Quoted passage:

== Segment start ==

Over the past year as the impending doom of a potential Trump installation in the U.S. WhiteHouse pervaded the international organization community, my former chief-of-staff at the ITU found consolation in Swiss history. Now retired with his wife formerly with the World Health Organization in the mountains near the tranquil Canton Vaud municipality of Château-d’Oex, he pointed his old friends to its heritage site.

A hundred years ago, what was a tiny village undertook a signature characteristic of Switzerland—offering its part in caring for the 68,000 wounded and sick soldiers from World War I. The exhibition was made living by an outreach effort to identify people’s lives that were subsequently affected by the refugees that had been taken in by the local Swiss. The author Ernest Hemmingway also captured those times in his book A Farewell to Arms.

Over the past week, as the effect of Trump’s egregious Muslim ban wreaked havoc worldwide, the same Swissinfo site has hosted information about a new Swiss generation providing refuge to the stranded people and families. Serving as a kind of global refuge is literally sewn into the fabric of the Swiss nation as the symbol of another international organization trampled by Trump—the International Committee of the Red Cross—by its founder Henry Dunant. It is an inversion of the Swiss flag. Even today, a Swiss boat crossing over to France on the waters of Lac Leman, celebrates the heritage of sanctuary with the symbols embedded in the parquet floors.

That national mindset is also reflected in Swiss Federal law that facilitates the creation and maintenance of international organizations of all kinds in the country. The Geneva phone book is filled with hundreds, and their names adorn the mailboxes of countless offices along the streets. Numerous international organizations today are effectively shut out convening in the United States by Trump’s actions for the indefinite future. They cannot meet there because their members resident or born in the Muslim nations can no longer enter the U.S. Many organizations also seek to honor the international conventions, including the Cybercrime Convention Additional Protocol that ban Trump’s xenophobic pronouncements and actions—much as South Africa was shunned during the Apartheid era.

== Segment end ==

Supplied records:
== Segment start ==

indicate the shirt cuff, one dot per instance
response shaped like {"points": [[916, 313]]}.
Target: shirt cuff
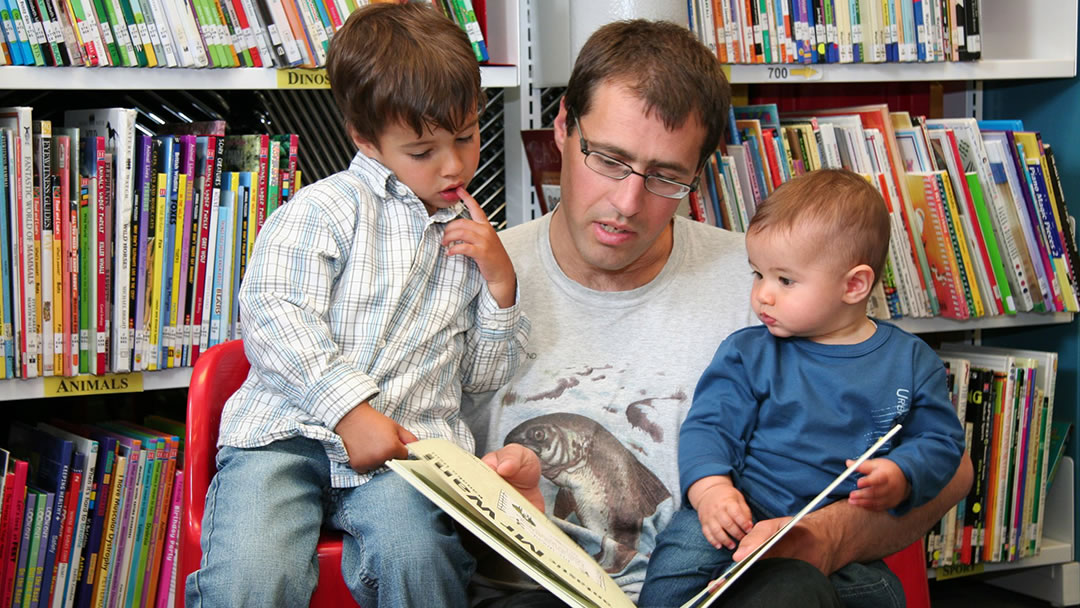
{"points": [[497, 323], [338, 391]]}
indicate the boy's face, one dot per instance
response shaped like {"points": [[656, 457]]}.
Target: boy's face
{"points": [[798, 288], [433, 164]]}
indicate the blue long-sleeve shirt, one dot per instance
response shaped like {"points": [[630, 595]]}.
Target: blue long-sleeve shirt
{"points": [[782, 415]]}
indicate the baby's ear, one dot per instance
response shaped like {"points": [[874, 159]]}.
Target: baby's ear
{"points": [[859, 281]]}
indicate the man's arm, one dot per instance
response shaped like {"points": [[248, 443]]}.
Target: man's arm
{"points": [[840, 534]]}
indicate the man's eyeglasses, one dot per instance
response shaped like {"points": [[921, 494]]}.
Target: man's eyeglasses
{"points": [[618, 170]]}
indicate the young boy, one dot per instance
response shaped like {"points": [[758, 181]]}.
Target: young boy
{"points": [[370, 302], [785, 404]]}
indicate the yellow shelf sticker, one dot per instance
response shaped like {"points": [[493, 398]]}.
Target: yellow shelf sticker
{"points": [[946, 572], [302, 78], [59, 387]]}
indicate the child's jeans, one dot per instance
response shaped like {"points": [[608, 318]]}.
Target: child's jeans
{"points": [[265, 508], [683, 563]]}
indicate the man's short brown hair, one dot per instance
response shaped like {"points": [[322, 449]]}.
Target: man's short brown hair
{"points": [[676, 76], [841, 211], [404, 64]]}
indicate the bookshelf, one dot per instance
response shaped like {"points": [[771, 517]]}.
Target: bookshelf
{"points": [[499, 72], [1024, 44]]}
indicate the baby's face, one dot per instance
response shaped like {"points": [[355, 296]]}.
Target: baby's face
{"points": [[433, 164], [798, 285]]}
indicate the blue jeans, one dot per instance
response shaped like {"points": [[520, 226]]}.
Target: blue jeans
{"points": [[683, 563], [265, 509]]}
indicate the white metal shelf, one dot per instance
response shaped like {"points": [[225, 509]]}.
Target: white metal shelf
{"points": [[1001, 321], [35, 388], [115, 78], [991, 69]]}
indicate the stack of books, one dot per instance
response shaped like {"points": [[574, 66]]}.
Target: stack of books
{"points": [[122, 252], [1004, 399], [838, 31], [91, 514], [217, 34], [980, 226]]}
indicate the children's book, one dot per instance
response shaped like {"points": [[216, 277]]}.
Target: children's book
{"points": [[485, 504]]}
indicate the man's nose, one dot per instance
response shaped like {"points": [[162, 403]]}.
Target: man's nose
{"points": [[629, 196]]}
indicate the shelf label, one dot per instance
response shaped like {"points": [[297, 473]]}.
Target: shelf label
{"points": [[58, 387], [946, 572], [302, 78], [780, 72]]}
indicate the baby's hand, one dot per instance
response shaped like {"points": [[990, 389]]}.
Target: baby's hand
{"points": [[476, 239], [370, 437], [882, 485], [725, 517]]}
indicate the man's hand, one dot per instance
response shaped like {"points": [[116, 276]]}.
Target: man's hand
{"points": [[372, 438], [721, 510], [476, 239], [520, 467], [882, 485], [800, 542]]}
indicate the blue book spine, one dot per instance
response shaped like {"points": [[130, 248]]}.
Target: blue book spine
{"points": [[920, 31], [858, 32], [5, 332]]}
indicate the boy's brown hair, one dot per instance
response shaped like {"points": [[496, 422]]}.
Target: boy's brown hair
{"points": [[664, 65], [403, 64], [840, 210]]}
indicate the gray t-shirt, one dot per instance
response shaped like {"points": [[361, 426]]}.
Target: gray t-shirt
{"points": [[606, 381]]}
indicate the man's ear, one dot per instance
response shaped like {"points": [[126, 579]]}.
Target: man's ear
{"points": [[859, 281], [561, 124]]}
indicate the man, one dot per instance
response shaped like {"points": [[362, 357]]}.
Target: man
{"points": [[628, 306]]}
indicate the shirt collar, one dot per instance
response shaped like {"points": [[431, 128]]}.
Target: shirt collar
{"points": [[385, 185]]}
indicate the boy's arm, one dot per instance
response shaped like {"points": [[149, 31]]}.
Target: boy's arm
{"points": [[841, 534], [929, 446], [285, 300], [496, 341]]}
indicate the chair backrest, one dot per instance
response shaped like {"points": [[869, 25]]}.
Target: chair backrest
{"points": [[909, 565], [218, 373]]}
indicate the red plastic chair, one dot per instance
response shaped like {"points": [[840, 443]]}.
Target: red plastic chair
{"points": [[909, 565], [218, 374]]}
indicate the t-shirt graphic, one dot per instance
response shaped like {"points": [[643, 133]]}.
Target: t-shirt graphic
{"points": [[599, 481]]}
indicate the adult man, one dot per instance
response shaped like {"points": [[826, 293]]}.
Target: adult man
{"points": [[628, 307]]}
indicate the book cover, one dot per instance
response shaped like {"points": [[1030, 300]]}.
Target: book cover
{"points": [[928, 202], [90, 450], [13, 534], [52, 457]]}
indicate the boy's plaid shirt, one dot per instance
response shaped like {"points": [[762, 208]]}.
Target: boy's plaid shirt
{"points": [[349, 297]]}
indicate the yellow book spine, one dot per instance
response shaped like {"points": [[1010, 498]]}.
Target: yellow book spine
{"points": [[154, 288], [969, 270], [59, 313]]}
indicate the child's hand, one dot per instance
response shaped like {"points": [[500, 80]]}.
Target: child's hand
{"points": [[882, 485], [372, 438], [725, 517], [476, 239]]}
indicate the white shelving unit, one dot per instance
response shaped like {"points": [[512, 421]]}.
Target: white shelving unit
{"points": [[174, 79], [502, 44], [503, 48], [1029, 39]]}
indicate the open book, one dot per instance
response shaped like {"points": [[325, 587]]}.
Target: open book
{"points": [[489, 508]]}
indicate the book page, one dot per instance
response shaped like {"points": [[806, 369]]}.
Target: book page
{"points": [[719, 584], [485, 504]]}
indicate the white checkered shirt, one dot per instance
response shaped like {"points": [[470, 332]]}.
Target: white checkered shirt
{"points": [[350, 297]]}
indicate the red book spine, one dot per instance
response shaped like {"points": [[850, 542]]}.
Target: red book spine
{"points": [[103, 295]]}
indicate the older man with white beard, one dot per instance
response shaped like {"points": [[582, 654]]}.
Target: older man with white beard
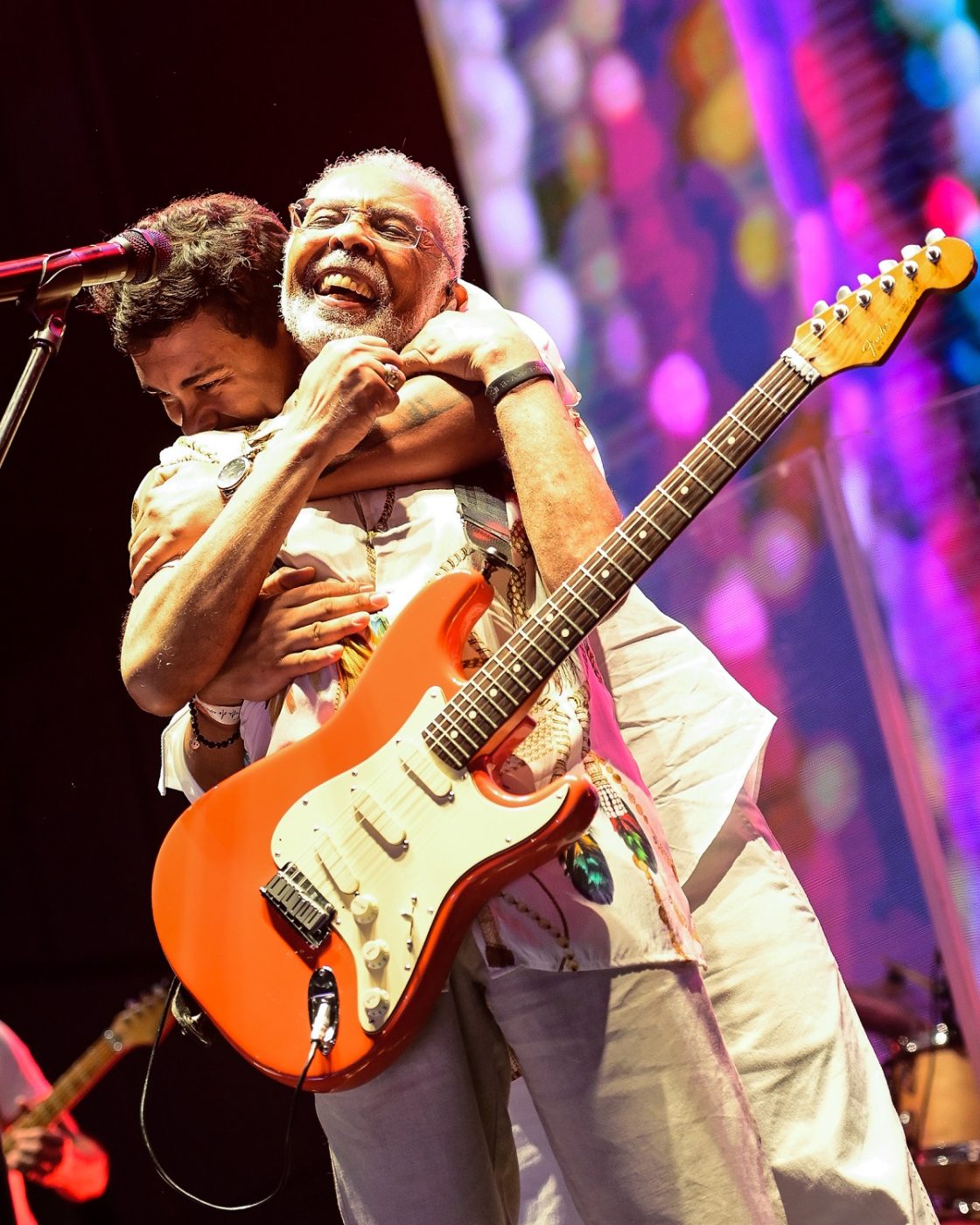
{"points": [[368, 254]]}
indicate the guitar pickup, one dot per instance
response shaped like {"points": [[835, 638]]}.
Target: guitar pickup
{"points": [[300, 903], [423, 767], [377, 817]]}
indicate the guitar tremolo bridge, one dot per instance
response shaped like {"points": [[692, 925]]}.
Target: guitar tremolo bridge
{"points": [[293, 894]]}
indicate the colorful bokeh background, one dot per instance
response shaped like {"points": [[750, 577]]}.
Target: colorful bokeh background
{"points": [[669, 186]]}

== Segment end ==

Things to do:
a) According to the article on Swiss refuge, how many wounded and sick World War I soldiers did Switzerland take part in caring for?
b) For each statement, say whether the article on Swiss refuge supports it, and quote the words that decide it.
(i) The former chief-of-staff retired to the mountains near Château-d’Oex.
(ii) The symbol of the International Committee of the Red Cross is the same as the Swiss flag.
(iii) The Swiss boat on Lac Leman crosses over to Italy.
c) Carry on the article on Swiss refuge, starting after its last sentence.
The data is separate material with no connection to the article on Swiss refuge.

Answer list:
a) 68,000.

b)
(i) Yes: "in the mountains near the tranquil Canton Vaud municipality of Château-d’Oex"
(ii) No: "It is an inversion of the Swiss flag."
(iii) No: "a Swiss boat crossing over to France on the waters of Lac Leman"

c)
It seems appropriate in these trying times for the international community including international organization officials and the many U.S. Foreign Service Officers who opposed Trump to call upon the Swiss Federal authorities and the officials at the Canton de Genève to provide sanctuary for the many international organizations that can no longer meet in the U.S. That sanctuary can take the form of providing meeting space and funding for the existing international organization secretariats in Switzerland providing “organization refugee” support services. Those organizations may even decide to settle there—which has made Switzerland stronger and more prosperous in the past.

In many cases, there is already an established affinity with existing organizations based in Geneva. For example, the International Telecommunication Union could offer its facilities and support services to numerous international technical ICT, Internet, and IoT organizations. There are countless UN and specialized agency penumbra clusters of industries and professionals in the medical, legal, metrological, and economic fields that could be hosted. It would be wonderful way for Switzerland to reinvent the role it played a hundred years ago in another foolish war instigated by uncaring, narcissistic leaders and for the international community to find common comfort paving the way for a better future together in a place that welcomes them.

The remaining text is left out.